For each line below that holds the word "parked", make a copy.

===== Input records

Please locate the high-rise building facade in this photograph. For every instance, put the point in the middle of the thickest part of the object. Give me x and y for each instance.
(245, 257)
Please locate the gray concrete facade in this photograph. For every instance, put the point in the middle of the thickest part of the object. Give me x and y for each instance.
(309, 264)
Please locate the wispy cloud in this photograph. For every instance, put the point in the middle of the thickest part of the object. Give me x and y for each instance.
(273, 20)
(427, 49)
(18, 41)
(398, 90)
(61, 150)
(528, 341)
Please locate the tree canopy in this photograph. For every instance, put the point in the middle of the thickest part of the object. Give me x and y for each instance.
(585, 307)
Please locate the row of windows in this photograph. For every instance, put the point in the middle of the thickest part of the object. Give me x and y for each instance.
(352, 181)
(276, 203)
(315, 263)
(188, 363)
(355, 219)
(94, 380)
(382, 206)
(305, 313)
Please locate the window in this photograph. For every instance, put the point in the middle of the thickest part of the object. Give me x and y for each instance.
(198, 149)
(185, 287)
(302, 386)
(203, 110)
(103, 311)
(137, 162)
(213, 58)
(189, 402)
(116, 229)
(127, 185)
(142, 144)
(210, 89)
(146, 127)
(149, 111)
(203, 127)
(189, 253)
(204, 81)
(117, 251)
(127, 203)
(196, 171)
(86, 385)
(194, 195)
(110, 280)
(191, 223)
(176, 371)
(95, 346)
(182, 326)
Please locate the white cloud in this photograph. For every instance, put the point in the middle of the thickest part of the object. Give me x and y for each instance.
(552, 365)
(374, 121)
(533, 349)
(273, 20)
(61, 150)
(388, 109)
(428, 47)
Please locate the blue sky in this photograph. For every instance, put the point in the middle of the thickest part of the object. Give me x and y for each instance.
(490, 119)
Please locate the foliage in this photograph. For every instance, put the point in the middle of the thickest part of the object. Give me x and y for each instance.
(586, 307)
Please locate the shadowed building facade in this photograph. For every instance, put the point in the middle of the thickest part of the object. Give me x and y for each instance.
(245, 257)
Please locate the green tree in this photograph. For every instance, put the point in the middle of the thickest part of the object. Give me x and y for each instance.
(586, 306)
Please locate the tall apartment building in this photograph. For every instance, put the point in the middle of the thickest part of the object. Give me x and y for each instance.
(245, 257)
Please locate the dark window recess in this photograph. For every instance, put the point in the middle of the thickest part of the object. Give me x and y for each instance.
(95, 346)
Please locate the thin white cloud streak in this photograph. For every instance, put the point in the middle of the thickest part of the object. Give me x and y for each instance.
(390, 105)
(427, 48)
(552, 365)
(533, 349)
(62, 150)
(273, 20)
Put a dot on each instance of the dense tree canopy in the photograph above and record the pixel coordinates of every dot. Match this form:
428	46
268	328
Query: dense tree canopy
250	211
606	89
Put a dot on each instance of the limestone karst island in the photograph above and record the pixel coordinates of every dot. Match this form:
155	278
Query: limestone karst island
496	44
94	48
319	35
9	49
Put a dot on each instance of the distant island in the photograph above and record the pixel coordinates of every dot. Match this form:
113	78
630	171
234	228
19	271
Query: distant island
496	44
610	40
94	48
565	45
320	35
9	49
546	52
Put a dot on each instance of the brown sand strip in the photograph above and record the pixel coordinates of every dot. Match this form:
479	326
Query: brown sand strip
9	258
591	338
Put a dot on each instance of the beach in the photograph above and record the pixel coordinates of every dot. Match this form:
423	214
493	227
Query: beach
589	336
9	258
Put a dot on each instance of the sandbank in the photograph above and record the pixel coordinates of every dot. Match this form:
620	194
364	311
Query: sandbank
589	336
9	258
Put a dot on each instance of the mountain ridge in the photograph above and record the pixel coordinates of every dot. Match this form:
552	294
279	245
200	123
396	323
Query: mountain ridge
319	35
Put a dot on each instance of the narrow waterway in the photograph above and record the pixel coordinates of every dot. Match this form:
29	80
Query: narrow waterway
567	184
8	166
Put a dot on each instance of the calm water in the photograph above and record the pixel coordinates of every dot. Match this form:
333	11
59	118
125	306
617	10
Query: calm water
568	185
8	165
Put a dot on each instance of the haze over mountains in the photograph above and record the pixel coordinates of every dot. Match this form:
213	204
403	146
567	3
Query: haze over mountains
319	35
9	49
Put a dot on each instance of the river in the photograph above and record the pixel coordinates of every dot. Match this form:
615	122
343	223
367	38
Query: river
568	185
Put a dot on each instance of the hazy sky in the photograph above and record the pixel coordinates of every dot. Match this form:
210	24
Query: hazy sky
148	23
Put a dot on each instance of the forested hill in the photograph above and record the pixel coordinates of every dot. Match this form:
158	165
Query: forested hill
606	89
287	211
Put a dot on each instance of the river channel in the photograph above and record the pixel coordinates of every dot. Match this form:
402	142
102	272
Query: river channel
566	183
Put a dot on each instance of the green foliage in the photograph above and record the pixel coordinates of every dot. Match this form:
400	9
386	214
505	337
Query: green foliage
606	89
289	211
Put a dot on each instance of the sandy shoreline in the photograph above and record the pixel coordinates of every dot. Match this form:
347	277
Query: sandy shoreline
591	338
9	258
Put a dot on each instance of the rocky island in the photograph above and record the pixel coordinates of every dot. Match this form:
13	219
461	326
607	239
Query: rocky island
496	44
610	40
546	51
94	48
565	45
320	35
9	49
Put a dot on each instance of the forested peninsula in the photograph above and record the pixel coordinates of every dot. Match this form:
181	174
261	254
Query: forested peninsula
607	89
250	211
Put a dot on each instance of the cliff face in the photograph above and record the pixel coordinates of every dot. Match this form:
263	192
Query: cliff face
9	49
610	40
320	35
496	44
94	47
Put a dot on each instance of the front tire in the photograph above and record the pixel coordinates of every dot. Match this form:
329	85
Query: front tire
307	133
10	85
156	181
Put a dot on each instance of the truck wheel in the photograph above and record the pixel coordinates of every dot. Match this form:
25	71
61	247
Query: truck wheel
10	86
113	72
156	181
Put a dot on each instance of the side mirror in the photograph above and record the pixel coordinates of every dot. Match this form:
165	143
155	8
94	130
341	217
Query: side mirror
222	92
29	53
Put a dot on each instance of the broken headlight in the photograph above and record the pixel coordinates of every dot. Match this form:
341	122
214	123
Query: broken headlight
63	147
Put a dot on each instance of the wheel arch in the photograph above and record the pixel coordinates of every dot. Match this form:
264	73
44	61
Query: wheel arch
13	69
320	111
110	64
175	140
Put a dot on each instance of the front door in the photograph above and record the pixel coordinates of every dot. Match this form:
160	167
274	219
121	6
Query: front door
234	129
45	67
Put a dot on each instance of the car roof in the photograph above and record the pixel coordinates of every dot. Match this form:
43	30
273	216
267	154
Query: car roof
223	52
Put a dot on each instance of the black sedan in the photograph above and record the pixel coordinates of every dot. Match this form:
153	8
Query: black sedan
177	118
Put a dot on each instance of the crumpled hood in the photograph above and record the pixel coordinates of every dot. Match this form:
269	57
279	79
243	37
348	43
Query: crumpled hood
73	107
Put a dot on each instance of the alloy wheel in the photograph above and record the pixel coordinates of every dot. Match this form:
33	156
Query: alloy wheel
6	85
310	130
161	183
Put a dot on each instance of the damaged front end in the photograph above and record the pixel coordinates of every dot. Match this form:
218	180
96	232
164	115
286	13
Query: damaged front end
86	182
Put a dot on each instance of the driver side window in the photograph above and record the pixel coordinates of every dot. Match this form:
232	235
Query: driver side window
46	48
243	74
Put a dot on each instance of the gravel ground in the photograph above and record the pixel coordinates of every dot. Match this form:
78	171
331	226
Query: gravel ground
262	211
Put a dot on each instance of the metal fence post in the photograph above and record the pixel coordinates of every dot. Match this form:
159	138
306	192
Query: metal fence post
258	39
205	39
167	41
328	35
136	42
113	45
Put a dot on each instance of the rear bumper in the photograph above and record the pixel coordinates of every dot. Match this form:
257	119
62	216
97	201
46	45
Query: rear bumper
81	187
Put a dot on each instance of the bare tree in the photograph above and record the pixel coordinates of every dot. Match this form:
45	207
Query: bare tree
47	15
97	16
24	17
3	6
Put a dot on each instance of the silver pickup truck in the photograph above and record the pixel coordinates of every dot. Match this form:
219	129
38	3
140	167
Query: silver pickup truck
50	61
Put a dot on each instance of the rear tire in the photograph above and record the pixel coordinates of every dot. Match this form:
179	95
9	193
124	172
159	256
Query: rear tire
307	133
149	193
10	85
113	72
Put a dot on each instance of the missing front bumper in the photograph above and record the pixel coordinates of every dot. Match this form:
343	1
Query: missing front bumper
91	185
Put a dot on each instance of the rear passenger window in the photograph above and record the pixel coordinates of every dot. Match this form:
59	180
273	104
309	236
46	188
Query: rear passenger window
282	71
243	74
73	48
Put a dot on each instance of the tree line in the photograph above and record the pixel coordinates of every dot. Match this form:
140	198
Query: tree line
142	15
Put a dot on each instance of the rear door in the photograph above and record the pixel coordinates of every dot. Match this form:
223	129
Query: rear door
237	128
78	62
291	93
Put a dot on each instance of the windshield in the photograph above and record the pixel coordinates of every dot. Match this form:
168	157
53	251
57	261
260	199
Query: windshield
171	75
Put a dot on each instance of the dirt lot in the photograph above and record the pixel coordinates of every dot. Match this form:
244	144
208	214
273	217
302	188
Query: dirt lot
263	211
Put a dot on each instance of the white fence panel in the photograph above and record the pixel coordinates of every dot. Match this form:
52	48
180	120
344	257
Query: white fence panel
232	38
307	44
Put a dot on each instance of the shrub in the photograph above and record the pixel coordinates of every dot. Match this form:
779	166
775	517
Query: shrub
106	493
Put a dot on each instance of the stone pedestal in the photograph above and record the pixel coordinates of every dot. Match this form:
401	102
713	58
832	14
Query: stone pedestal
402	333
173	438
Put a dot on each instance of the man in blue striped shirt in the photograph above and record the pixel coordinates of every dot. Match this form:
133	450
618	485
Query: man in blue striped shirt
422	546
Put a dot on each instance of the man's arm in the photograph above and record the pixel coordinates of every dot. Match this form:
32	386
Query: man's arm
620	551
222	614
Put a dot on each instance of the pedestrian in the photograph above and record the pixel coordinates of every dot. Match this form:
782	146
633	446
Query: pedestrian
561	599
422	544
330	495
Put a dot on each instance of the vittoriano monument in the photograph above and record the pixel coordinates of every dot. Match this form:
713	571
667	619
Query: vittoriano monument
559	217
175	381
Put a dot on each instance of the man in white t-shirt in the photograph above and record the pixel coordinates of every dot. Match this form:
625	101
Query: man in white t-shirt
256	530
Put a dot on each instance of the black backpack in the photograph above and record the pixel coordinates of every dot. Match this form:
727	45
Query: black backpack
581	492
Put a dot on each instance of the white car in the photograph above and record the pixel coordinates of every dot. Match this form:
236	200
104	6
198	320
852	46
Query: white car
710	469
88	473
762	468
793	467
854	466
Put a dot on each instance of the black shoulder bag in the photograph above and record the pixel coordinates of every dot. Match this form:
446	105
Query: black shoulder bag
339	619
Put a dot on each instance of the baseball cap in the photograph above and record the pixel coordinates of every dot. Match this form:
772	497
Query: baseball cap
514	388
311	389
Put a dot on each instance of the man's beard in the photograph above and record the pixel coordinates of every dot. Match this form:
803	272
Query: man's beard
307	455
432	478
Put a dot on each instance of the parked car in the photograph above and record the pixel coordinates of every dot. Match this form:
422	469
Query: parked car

==========

» Response to this exercise:
Put a dot on each instance of the parked car in the photograph above and record the pixel coordinates of every dot. Match this form:
Query: parked car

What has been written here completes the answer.